◆ Requirement ◆
Please write out, exactly, every line of the listing from its first line through the one that includes "positive clicks: (6, 167)".

◆ Task data ◆
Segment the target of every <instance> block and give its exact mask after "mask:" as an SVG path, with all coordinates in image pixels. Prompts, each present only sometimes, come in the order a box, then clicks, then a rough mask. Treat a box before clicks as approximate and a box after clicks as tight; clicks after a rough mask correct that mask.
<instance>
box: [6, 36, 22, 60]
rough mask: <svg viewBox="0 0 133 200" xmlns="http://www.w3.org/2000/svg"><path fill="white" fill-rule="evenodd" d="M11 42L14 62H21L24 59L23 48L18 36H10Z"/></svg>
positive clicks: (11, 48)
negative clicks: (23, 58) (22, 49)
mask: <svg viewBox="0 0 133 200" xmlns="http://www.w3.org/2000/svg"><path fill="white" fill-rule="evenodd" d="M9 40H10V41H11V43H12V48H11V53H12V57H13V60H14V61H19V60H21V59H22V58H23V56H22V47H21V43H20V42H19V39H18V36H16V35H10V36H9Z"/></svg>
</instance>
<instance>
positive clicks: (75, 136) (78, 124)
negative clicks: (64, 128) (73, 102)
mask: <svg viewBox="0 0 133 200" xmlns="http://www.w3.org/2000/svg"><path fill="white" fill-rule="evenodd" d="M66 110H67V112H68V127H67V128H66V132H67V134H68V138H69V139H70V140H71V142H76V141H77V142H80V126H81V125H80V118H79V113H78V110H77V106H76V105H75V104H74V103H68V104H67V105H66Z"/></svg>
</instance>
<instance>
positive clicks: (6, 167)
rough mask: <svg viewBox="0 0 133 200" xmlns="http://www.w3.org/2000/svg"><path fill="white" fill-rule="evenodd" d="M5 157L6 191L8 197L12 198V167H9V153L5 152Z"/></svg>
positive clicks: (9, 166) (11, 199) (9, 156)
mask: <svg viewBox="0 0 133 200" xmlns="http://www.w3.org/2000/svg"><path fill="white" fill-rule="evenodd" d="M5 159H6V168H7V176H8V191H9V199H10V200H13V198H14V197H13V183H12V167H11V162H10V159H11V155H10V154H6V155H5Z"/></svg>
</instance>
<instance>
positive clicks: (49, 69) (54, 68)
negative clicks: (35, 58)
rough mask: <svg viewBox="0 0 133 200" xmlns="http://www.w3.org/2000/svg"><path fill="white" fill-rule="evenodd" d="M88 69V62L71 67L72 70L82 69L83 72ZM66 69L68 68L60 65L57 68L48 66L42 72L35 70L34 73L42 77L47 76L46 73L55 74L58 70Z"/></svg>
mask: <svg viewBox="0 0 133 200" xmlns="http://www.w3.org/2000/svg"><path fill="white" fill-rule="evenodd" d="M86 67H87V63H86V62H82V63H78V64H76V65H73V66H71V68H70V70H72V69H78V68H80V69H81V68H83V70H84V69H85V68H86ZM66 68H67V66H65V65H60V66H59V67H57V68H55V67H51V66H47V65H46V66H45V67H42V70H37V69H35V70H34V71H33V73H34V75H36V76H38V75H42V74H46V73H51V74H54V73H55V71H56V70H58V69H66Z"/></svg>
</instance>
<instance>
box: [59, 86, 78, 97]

◆ Task result ◆
Segment the target of every <instance> block and give its exact mask after "mask:" as an SVG path, with all coordinates in image pixels. Prompts, each present only sometimes, come in the order a box, then clicks, then a rough mask. Treat a box before clicks as approximate and a box after clicks as tight; clicks after a rough mask correct that mask.
<instance>
box: [6, 36, 22, 60]
rough mask: <svg viewBox="0 0 133 200" xmlns="http://www.w3.org/2000/svg"><path fill="white" fill-rule="evenodd" d="M11 42L14 62H21L24 59L23 48L18 36H10Z"/></svg>
positive clicks: (11, 48)
negative clicks: (23, 58) (22, 49)
mask: <svg viewBox="0 0 133 200" xmlns="http://www.w3.org/2000/svg"><path fill="white" fill-rule="evenodd" d="M9 40H10V41H11V43H12V48H11V53H12V57H13V60H14V61H19V60H21V59H22V58H23V56H22V47H21V43H20V42H19V39H18V36H16V35H10V36H9Z"/></svg>
</instance>
<instance>
positive clicks: (75, 136) (78, 124)
negative clicks: (64, 128) (73, 102)
mask: <svg viewBox="0 0 133 200" xmlns="http://www.w3.org/2000/svg"><path fill="white" fill-rule="evenodd" d="M66 110H67V112H68V127H67V128H66V132H67V134H68V138H69V139H70V140H71V142H76V141H77V142H80V126H81V125H80V118H79V113H78V110H77V106H76V105H75V104H74V103H68V104H67V105H66Z"/></svg>
</instance>
<instance>
positive clicks: (6, 167)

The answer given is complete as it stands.